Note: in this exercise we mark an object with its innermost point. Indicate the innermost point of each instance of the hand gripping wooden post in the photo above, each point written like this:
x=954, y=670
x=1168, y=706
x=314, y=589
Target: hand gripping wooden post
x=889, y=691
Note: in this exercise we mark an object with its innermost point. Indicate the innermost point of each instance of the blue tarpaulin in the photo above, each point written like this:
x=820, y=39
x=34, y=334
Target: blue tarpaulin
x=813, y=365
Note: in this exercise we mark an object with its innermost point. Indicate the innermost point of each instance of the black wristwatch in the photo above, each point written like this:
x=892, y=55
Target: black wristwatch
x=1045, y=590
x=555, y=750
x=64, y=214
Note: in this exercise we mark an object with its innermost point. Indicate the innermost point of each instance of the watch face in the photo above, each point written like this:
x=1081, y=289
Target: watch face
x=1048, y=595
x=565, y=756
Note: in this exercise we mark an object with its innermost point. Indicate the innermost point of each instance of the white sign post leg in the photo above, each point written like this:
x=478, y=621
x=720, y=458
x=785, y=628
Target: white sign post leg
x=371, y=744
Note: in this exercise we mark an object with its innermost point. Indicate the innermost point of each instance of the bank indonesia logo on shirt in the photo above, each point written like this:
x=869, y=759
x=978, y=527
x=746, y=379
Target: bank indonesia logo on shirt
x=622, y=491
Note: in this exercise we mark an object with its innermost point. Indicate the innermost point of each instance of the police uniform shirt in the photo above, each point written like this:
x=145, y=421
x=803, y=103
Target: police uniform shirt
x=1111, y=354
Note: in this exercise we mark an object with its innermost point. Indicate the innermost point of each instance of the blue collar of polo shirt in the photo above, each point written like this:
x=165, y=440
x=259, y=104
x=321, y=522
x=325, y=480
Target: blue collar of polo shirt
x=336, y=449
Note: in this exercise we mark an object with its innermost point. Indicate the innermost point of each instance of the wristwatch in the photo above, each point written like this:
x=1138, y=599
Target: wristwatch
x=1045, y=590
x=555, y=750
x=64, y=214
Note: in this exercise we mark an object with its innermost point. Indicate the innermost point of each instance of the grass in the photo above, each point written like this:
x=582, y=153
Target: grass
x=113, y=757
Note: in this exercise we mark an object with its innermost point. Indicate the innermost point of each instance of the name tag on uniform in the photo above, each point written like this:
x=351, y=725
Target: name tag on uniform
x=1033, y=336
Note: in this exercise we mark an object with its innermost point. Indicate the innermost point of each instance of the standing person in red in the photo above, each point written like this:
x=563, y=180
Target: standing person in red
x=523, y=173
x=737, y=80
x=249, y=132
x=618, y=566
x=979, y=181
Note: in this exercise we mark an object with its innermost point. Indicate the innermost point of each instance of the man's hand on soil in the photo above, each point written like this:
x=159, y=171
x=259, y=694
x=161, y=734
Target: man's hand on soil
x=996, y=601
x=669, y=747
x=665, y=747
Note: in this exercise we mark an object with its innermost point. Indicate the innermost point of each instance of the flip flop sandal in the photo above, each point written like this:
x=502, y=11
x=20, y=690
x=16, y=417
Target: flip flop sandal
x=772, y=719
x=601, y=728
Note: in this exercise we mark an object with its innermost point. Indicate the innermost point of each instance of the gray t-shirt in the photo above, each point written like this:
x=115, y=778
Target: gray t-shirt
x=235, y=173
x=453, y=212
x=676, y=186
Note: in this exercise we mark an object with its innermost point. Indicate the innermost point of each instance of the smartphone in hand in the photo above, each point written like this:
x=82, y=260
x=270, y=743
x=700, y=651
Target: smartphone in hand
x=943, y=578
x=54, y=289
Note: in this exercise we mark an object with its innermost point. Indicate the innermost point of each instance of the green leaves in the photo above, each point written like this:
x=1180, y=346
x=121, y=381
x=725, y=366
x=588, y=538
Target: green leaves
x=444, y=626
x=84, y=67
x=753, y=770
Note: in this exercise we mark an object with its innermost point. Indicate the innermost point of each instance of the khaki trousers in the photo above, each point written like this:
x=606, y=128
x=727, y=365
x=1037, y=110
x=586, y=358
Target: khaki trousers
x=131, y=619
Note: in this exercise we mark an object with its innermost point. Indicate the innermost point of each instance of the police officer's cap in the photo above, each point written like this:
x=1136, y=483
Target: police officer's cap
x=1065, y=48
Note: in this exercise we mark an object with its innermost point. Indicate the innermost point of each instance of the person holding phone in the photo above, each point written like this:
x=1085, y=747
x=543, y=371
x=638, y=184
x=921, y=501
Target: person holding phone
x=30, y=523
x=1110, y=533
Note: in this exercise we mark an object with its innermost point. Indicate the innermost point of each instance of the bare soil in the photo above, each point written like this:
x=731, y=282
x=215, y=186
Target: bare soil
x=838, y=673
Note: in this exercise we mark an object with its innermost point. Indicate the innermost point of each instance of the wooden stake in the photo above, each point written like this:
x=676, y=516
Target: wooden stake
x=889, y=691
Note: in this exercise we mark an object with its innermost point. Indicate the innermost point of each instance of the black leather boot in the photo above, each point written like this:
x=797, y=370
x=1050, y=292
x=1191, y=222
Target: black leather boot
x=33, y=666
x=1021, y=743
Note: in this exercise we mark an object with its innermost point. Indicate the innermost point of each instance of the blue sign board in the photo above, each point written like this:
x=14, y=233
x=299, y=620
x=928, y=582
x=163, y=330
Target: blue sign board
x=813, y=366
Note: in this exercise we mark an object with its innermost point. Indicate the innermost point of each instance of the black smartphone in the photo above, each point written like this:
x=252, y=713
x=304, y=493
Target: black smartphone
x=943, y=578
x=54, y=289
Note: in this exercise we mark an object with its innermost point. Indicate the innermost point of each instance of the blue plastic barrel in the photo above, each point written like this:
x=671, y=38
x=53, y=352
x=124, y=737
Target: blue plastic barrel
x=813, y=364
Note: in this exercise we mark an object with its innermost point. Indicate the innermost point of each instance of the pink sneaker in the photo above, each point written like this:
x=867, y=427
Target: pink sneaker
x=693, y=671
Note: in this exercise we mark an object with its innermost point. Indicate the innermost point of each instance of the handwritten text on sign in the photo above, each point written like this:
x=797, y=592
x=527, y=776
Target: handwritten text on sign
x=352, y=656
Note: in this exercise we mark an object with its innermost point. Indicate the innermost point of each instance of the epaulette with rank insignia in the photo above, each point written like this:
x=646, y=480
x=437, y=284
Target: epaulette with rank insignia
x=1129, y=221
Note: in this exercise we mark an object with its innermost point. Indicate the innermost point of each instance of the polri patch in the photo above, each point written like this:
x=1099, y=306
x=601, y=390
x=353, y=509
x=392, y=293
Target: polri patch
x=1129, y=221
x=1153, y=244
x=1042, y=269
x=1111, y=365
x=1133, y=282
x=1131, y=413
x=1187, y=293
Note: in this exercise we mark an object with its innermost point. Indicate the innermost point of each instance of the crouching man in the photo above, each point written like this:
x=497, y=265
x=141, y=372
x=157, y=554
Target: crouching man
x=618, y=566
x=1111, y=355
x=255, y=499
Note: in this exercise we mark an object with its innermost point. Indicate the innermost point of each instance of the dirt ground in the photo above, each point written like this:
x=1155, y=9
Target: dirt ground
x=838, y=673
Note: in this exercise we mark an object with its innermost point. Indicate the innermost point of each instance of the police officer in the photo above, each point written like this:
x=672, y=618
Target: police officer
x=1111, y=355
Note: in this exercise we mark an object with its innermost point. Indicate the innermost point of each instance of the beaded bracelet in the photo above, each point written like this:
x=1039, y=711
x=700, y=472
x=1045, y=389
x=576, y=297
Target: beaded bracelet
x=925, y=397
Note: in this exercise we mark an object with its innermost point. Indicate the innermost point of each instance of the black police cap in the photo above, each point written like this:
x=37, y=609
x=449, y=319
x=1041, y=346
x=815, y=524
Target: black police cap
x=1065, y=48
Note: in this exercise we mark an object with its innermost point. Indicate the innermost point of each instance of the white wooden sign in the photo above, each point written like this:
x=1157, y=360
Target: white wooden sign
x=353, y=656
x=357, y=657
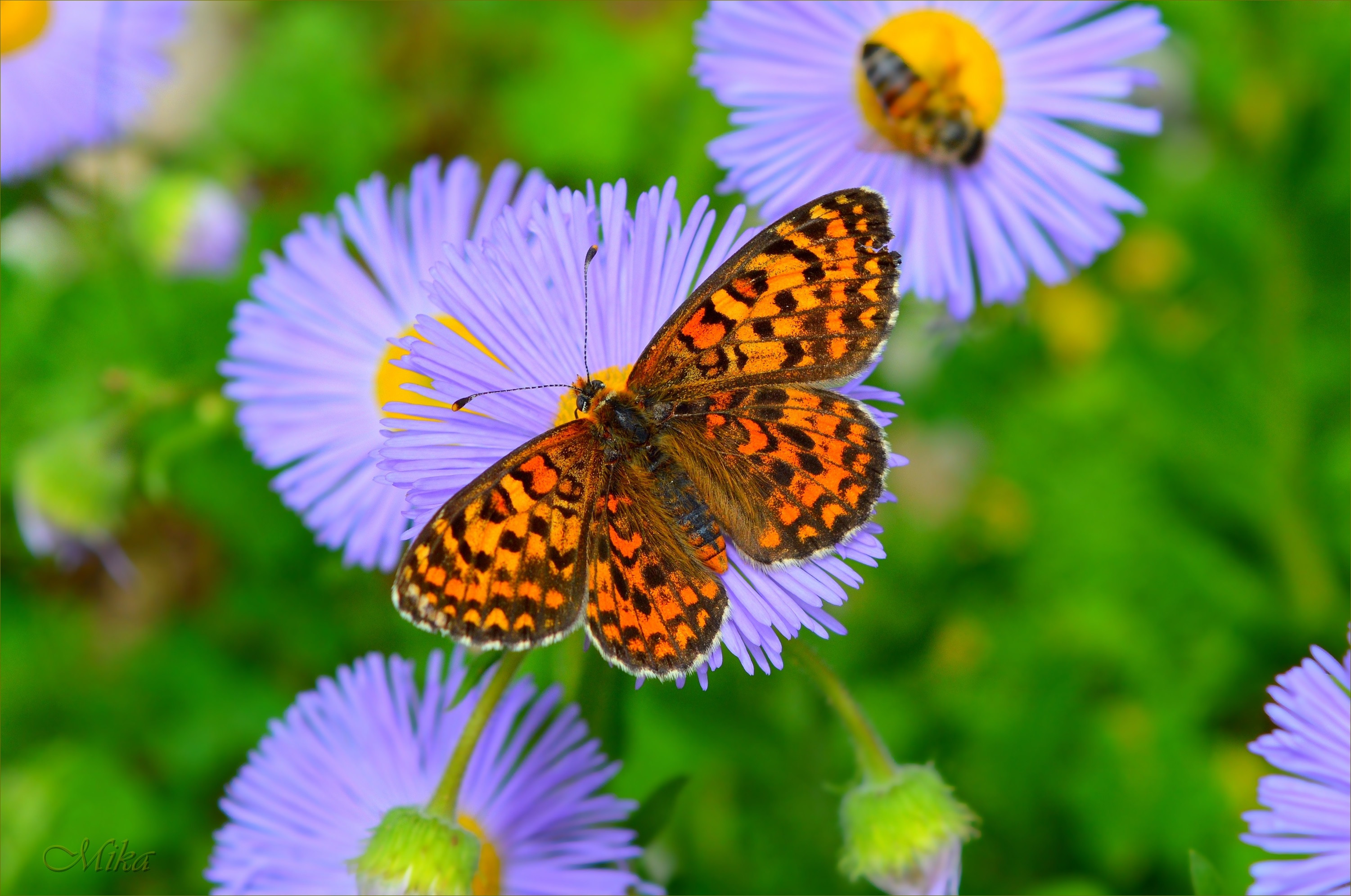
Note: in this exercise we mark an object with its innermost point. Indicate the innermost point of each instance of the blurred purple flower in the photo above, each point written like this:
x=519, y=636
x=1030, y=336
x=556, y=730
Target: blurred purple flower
x=1034, y=198
x=212, y=234
x=521, y=294
x=353, y=749
x=307, y=363
x=76, y=73
x=1308, y=814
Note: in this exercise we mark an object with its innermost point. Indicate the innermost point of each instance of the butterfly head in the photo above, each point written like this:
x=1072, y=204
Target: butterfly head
x=587, y=394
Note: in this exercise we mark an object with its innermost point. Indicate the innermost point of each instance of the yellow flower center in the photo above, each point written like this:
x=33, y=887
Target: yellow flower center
x=943, y=92
x=391, y=380
x=612, y=378
x=22, y=22
x=488, y=879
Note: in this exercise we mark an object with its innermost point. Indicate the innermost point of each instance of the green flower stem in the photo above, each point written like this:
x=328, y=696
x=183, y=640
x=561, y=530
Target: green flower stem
x=873, y=756
x=448, y=792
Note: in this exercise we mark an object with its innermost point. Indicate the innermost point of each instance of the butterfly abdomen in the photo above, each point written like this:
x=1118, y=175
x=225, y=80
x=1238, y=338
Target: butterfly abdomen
x=692, y=517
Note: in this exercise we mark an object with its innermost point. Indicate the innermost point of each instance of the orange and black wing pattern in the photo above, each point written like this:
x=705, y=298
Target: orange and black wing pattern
x=789, y=472
x=656, y=608
x=503, y=563
x=811, y=299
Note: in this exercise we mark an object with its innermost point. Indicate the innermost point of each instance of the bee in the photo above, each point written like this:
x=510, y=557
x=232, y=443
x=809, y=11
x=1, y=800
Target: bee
x=930, y=121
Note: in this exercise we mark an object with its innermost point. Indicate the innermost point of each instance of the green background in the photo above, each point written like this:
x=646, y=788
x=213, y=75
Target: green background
x=1126, y=511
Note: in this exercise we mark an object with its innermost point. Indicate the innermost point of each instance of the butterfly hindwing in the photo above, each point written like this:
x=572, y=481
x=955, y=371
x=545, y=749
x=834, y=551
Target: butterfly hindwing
x=789, y=472
x=502, y=564
x=811, y=299
x=654, y=608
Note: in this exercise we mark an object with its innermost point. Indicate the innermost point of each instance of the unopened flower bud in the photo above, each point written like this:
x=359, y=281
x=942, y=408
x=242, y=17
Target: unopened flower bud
x=191, y=226
x=414, y=852
x=904, y=833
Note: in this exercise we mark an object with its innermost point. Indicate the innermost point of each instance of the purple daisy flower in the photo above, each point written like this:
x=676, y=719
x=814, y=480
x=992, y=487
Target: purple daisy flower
x=76, y=73
x=954, y=115
x=521, y=294
x=1310, y=810
x=347, y=753
x=307, y=363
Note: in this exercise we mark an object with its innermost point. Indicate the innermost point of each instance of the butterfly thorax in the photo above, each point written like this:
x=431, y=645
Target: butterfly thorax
x=629, y=426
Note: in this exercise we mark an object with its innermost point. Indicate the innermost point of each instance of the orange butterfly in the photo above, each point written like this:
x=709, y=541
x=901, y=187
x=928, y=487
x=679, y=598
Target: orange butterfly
x=726, y=429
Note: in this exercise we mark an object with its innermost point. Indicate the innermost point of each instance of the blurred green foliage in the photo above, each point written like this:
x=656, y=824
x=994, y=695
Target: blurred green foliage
x=1126, y=510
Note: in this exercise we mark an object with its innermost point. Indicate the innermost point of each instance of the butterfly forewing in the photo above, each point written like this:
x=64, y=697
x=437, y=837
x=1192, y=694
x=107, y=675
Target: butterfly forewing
x=502, y=564
x=811, y=299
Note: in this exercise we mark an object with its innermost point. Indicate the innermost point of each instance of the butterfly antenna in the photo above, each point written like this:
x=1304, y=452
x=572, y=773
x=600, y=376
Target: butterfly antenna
x=591, y=253
x=460, y=403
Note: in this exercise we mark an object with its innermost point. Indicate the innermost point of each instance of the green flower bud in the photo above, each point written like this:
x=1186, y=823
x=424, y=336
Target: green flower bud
x=414, y=852
x=905, y=832
x=76, y=479
x=189, y=226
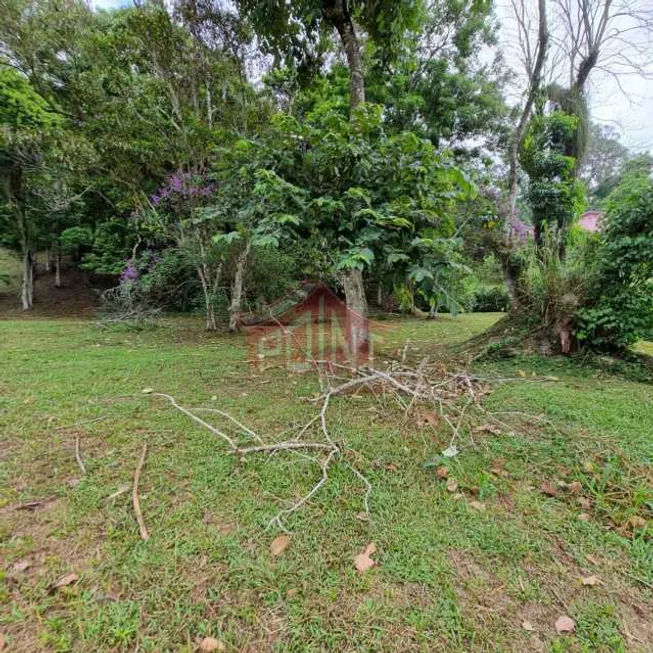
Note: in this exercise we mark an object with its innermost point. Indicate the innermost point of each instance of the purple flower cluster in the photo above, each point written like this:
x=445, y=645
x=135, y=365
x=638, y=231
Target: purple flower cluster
x=183, y=185
x=129, y=273
x=521, y=231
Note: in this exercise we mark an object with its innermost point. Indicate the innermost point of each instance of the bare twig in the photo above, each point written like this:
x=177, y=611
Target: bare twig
x=86, y=421
x=137, y=504
x=78, y=455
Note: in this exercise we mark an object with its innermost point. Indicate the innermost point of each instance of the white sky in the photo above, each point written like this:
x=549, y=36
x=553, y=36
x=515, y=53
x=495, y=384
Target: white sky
x=631, y=114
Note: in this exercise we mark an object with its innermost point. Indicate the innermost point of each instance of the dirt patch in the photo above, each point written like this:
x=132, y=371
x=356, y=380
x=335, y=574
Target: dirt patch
x=77, y=298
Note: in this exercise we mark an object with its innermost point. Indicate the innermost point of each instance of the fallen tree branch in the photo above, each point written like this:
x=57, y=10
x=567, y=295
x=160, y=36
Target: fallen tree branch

WHAT YOU SHOULD DO: Put the lines from the start of the records through the line holding "x=813, y=365", inclusive, into a Markdown table with the columns Row and Line, omitting any blank lines.

WRITTEN REPLY:
| Row | Line |
|---|---|
| 1 | Note: in this exercise we mark an object with its innermost point. Indicate the innermost point of each instance of the hand gripping wooden post in the photo above, each point written like this: |
| 2 | x=954, y=670 |
| 3 | x=1168, y=706 |
| 4 | x=314, y=589 |
| 5 | Target: hand gripping wooden post |
| 6 | x=889, y=691 |
| 7 | Note: in this exercise we mark an object with its innermost point. Indicate the innermost point of each instance of the blue tarpaulin in the photo above, each point written like this: |
| 8 | x=820, y=39 |
| 9 | x=34, y=334 |
| 10 | Target: blue tarpaulin |
| 11 | x=813, y=365 |